Instructions for the task: Reproduce the data exactly, leaving nothing out.

(Items listed in a dataset)

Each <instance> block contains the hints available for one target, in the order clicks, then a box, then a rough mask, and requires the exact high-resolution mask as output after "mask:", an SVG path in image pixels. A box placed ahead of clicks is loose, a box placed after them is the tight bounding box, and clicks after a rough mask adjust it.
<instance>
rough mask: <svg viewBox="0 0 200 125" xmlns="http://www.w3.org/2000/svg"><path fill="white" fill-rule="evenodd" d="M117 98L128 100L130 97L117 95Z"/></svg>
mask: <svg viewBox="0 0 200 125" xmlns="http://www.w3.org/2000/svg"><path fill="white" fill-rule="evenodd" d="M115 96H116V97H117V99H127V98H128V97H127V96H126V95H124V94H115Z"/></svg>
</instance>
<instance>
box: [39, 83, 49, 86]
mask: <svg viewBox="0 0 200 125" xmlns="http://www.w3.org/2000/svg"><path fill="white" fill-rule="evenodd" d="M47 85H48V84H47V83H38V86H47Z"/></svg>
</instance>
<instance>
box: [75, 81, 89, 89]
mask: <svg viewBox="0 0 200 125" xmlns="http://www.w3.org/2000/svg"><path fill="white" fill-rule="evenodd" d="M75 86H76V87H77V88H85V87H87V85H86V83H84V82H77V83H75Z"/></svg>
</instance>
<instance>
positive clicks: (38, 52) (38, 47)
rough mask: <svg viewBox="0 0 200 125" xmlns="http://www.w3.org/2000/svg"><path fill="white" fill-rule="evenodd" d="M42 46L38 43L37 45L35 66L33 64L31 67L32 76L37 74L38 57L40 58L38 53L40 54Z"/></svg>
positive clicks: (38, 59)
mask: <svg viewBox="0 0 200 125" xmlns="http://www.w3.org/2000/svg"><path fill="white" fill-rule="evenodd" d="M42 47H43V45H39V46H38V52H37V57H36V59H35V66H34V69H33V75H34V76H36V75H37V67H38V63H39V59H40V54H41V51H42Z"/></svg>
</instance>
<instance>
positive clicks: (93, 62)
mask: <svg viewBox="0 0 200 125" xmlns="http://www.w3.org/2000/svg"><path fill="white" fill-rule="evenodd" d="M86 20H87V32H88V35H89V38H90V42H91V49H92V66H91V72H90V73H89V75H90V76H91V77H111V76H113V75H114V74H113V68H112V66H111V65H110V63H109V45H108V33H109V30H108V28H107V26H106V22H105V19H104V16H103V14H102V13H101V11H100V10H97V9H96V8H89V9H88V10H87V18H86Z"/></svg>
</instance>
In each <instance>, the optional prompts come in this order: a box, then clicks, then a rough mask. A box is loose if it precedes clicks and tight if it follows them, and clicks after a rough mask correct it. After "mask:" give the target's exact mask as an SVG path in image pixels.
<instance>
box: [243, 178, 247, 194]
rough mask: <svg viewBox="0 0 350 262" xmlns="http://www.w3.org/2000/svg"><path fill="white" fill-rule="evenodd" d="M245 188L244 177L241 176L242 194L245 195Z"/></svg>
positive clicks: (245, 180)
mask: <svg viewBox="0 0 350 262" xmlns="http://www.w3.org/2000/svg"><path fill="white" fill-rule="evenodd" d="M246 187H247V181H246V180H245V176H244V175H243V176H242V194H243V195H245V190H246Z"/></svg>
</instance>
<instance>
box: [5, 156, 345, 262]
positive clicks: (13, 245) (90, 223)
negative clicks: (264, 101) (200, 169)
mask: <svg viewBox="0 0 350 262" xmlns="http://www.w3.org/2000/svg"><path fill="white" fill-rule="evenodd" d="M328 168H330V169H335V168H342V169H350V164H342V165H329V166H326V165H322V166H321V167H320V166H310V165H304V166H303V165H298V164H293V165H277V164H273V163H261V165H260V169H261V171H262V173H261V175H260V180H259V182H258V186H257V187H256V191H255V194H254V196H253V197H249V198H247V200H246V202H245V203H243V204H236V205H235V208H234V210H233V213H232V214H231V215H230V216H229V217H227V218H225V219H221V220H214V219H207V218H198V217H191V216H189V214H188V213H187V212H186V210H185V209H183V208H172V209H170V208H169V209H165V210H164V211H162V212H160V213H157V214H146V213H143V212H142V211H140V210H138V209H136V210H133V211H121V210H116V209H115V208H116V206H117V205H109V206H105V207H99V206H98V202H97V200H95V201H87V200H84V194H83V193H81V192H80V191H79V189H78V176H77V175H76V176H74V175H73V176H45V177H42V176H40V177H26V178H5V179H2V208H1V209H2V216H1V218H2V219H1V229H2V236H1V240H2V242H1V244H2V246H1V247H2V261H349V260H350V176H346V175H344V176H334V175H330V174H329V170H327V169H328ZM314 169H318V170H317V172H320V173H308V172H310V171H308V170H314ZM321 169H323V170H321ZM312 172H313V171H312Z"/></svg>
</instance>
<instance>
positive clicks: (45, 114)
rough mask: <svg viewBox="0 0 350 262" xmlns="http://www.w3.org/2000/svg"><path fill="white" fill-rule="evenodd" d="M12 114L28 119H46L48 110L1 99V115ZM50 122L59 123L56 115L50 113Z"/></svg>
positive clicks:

Response:
Each <instance> block contains the hints available for one target, in the order clicks, then a box, then a rough mask, and requires the exact high-resolution mask as output after "mask:", an SVG path in image pixels. A box placed ahead of clicks is loose, a box placed after them is the tight bounding box, and clicks after a rough mask adjust it.
<instance>
rough mask: <svg viewBox="0 0 200 125" xmlns="http://www.w3.org/2000/svg"><path fill="white" fill-rule="evenodd" d="M117 98L128 100L130 97L117 95Z"/></svg>
mask: <svg viewBox="0 0 200 125" xmlns="http://www.w3.org/2000/svg"><path fill="white" fill-rule="evenodd" d="M115 96H116V97H117V99H127V98H128V97H127V96H126V95H124V94H115Z"/></svg>
</instance>
<instance>
box: [39, 83, 49, 86]
mask: <svg viewBox="0 0 200 125" xmlns="http://www.w3.org/2000/svg"><path fill="white" fill-rule="evenodd" d="M47 85H48V84H47V83H38V86H47Z"/></svg>
</instance>
<instance>
box: [75, 81, 89, 89]
mask: <svg viewBox="0 0 200 125" xmlns="http://www.w3.org/2000/svg"><path fill="white" fill-rule="evenodd" d="M75 86H76V87H77V88H85V87H87V85H86V83H84V82H77V83H75Z"/></svg>
</instance>
<instance>
positive clicks: (38, 52) (38, 47)
rough mask: <svg viewBox="0 0 200 125" xmlns="http://www.w3.org/2000/svg"><path fill="white" fill-rule="evenodd" d="M42 46L38 43L37 45L35 66L33 64L31 67L32 76L37 74L38 57L40 58L38 53L40 54Z"/></svg>
positive clicks: (38, 59)
mask: <svg viewBox="0 0 200 125" xmlns="http://www.w3.org/2000/svg"><path fill="white" fill-rule="evenodd" d="M42 47H43V45H39V46H38V52H37V57H36V59H35V66H34V69H33V75H34V76H36V75H37V67H38V63H39V59H40V54H41V51H42Z"/></svg>
</instance>
<instance>
positive clicks: (93, 62)
mask: <svg viewBox="0 0 200 125" xmlns="http://www.w3.org/2000/svg"><path fill="white" fill-rule="evenodd" d="M86 20H87V32H88V35H89V38H90V42H91V49H92V66H91V72H90V73H89V75H90V76H91V77H111V76H113V75H114V74H113V68H112V66H111V65H110V63H109V45H108V33H109V30H108V28H107V26H106V22H105V19H104V16H103V14H102V13H101V11H100V10H97V9H96V8H89V9H88V10H87V18H86Z"/></svg>
</instance>
In each <instance>, the optional prompts come in this order: a box, then clicks, then a rough mask. A box is loose if it precedes clicks and tight if it follows them, and clicks after a rough mask correct it. After "mask:" give the target's exact mask as an SVG path in image pixels.
<instance>
box: [243, 178, 247, 194]
rough mask: <svg viewBox="0 0 350 262" xmlns="http://www.w3.org/2000/svg"><path fill="white" fill-rule="evenodd" d="M245 188L244 177L241 176L242 194L245 195Z"/></svg>
positive clicks: (245, 180)
mask: <svg viewBox="0 0 350 262" xmlns="http://www.w3.org/2000/svg"><path fill="white" fill-rule="evenodd" d="M246 187H247V181H246V180H245V176H244V175H243V176H242V194H243V195H245V190H246Z"/></svg>
</instance>
<instance>
box: [5, 156, 345, 262]
positive clicks: (13, 245) (90, 223)
negative clicks: (264, 101) (200, 169)
mask: <svg viewBox="0 0 350 262" xmlns="http://www.w3.org/2000/svg"><path fill="white" fill-rule="evenodd" d="M328 168H330V169H335V168H342V169H350V164H342V165H329V166H326V165H322V166H321V167H320V166H310V165H304V166H303V165H298V164H293V165H277V164H273V163H261V165H260V169H261V171H262V173H261V175H260V180H259V182H258V186H257V187H256V191H255V194H254V196H253V197H249V198H247V200H246V202H245V203H243V204H236V205H235V208H234V210H233V213H232V214H231V215H230V216H229V217H227V218H225V219H221V220H214V219H207V218H198V217H191V216H189V214H188V213H187V212H186V210H185V209H183V208H172V209H170V208H169V209H165V210H164V211H162V212H160V213H157V214H146V213H143V212H142V211H140V210H138V209H136V210H133V211H121V210H116V209H115V208H116V206H117V205H109V206H105V207H99V206H98V202H97V200H95V201H87V200H84V194H83V193H81V192H80V191H79V189H78V176H77V175H76V176H74V175H73V176H45V177H42V176H40V177H26V178H5V179H2V208H1V209H2V216H1V218H2V219H1V229H2V236H1V240H2V242H1V244H2V246H1V247H2V261H349V260H350V176H346V175H344V176H334V175H330V174H329V170H327V169H328ZM314 169H318V170H317V172H320V173H308V172H310V171H308V170H314ZM321 169H323V170H321ZM312 172H313V171H312Z"/></svg>
</instance>
<instance>
positive clicks: (45, 114)
rough mask: <svg viewBox="0 0 350 262" xmlns="http://www.w3.org/2000/svg"><path fill="white" fill-rule="evenodd" d="M12 114L28 119H46L48 110L1 99V115ZM50 122L59 123L56 115L50 113Z"/></svg>
positive clicks:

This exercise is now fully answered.